# [Reading text]
>>>>

We explained that we used it to mow our lawns, (another strange concept) play golf, picnic, wash our cars, and so forth. Somehow we couldn't find it in our hearts to try and explain Daylight Savings Time.
The point is, that in a culture where there is no electricity to make the darkness light, human activity is limited to the daylight hours. What passed for candles shed very little light. But, then, it takes very little light to push aside the darkness. If you've ever toured one of America's deep caves, like the Oregon Caves or the Tukaleegee Caverns in Tennessee, a fun part of the tour is when they turn out the lights. It is so dark you cannot see your hand only even if you bring it close enough to your face that you can feel it. Then they light a match!
Back in the days before electricity, a tightfisted old farmer was taking his hired man to task for carrying a lighted lantern when he went to call on his best girl. "Why," he exclaimed, "when I went a-courtin' I never carried one of them things. I always went in the dark." "Yes," the hired man said wryly," and look what you got!" A lighted lantern makes a difference
“There are two ways to spread the light,” Edith Wharton writes: One is to be the candle, the other is to be the mirror that reflects it.” Have you ever seen the light bulb in a lighthouse? Lighthouses use amazingly powerful xenon lamps (a little bit like neon lamps) that are hundreds of thousands of times brighter than the lamps in your home.
They mount their lamps in towers high above the sea level, which makes them visible roughly five times further away.
They use specially shaped lenses and prisms called Fresnel Lenses to concentrate their light into a super-powerful beam.
“You he light of the world” Jesus tells us.
“let your light shine before others, so that they may see your good works and give glory to your Father in heaven.” A single candle can move back the darkness. My brother, Toot, had a foul mouth: except around Fay. When she first met him, and his normal filth began to spew forth, she told him politely, but firmly that such language was unacceptable. In deference to her, he was very careful about his speech in her presence. On small candle pushed back the darkness.
As Kingdom members, we are called not to hide, but to live our witness in plain sight. Living our faith openly pushes back the darkness and brings light to the darkest places, and Christ's love to the least expecting. A gentleman was walking one day in the east end of the city of Glasgow. The streets were so narrow, and the houses so high, that little direct sunshine ever reached the houses on one side. The gentleman noticed a ragged, barefooted boy trying, with a small piece of mirror, to catch the sun's rays and direct them to a certain spot on one of the houses opposite. He became interested in the boy's earnest efforts. "What are you trying to do, laddie?" he asked. "Do you see that window up there?" the boy replied. "Well, my little brother had an accident two years ago, and is always lying on his back in that room, and it is on the wrong side to get the sunshine, so I always try to catch the light in this little mirror and shine it into his room." Just a little reflected light, pushing back the darkness.
When I awake in the pre-dawn darkness to go to the gym, the small flashlight I use to find my clothes casts just enough light to accomplish my task; until the batteries go dead. Then it's like salt that has lost it's saltiness. But unlike salt, I can replace the batteries and the light will continue to shine. This meal, it's a simple meal, a bit of bread and a sip of juice, but like a match at the bottom of the Oregon Caves, it makes all the difference. Come, eat, drink, and recharge. AMEN.

<<<<

# [Data to process]
>>>>

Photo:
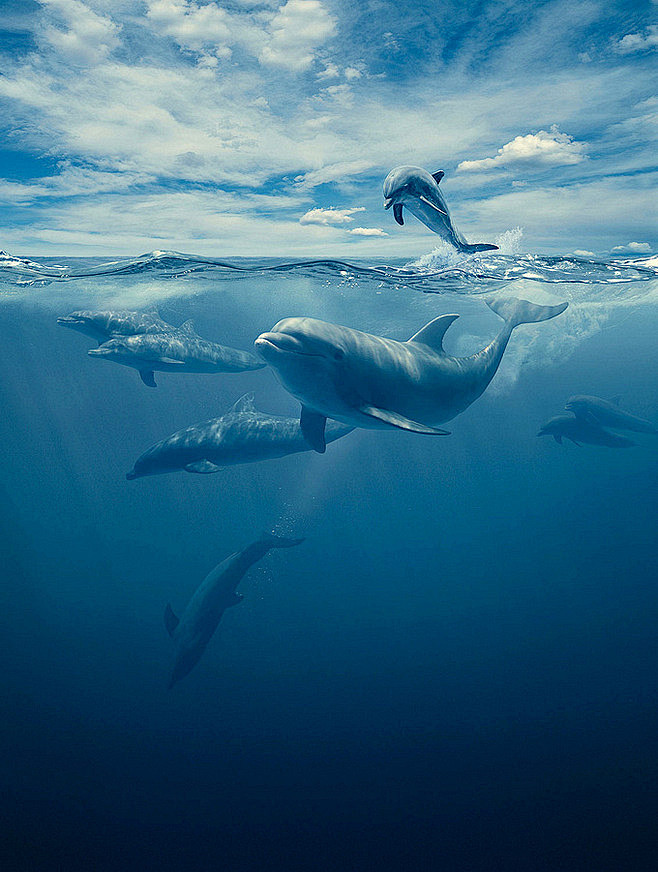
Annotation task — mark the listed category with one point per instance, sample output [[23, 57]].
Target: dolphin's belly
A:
[[421, 385]]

<<<<

# [Set problem 1]
From the sermon on light and darkness, extract the passage starting with "They mount their" and going on through "a super-powerful beam.".
# [Set problem 2]
Find every line of the entries that contains the string "point", matching case exactly, and copy each such line.

# [Worked answer 1]
They mount their lamps in towers high above the sea level, which makes them visible roughly five times further away.
They use specially shaped lenses and prisms called Fresnel Lenses to concentrate their light into a super-powerful beam.

# [Worked answer 2]
Annotation task — mark the listed category with one point per instance, sample output [[23, 57]].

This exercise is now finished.